WHAT TO PRODUCE: In the data that follows, every line containing the word "temple" should be returned.

TASK INPUTS:

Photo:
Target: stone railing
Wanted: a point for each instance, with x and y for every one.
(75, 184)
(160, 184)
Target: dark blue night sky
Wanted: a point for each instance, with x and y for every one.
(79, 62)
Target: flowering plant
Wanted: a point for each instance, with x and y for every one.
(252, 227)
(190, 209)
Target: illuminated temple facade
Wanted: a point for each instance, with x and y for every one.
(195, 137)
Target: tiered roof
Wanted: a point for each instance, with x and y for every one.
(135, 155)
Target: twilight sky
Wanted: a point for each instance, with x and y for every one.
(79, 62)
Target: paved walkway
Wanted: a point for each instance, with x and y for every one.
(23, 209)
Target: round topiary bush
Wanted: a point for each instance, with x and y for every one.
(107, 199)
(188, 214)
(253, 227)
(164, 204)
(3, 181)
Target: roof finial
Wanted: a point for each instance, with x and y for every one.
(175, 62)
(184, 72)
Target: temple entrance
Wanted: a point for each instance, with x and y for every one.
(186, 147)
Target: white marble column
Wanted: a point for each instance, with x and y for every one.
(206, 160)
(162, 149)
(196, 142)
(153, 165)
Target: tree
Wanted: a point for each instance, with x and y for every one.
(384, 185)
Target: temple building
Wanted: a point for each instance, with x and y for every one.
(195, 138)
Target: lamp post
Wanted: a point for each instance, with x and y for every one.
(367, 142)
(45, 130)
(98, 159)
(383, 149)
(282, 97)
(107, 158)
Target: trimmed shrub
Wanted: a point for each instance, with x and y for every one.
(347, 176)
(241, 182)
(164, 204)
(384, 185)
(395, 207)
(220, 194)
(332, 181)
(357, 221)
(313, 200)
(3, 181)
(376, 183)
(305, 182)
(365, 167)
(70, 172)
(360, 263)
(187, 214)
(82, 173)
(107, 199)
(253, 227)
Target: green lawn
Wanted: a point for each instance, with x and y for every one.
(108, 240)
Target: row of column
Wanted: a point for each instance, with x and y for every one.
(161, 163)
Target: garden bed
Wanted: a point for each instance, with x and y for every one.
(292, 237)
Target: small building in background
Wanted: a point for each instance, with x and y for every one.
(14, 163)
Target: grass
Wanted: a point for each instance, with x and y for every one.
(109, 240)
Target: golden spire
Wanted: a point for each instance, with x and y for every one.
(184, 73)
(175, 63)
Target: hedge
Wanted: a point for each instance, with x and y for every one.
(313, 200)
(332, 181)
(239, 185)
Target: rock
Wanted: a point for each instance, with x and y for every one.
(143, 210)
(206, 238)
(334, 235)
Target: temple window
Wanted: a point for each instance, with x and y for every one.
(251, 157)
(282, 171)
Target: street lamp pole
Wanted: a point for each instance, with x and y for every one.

TASK RESULT:
Target: illuminated temple facade
Target: temple entrance
Target: temple building
Target: temple window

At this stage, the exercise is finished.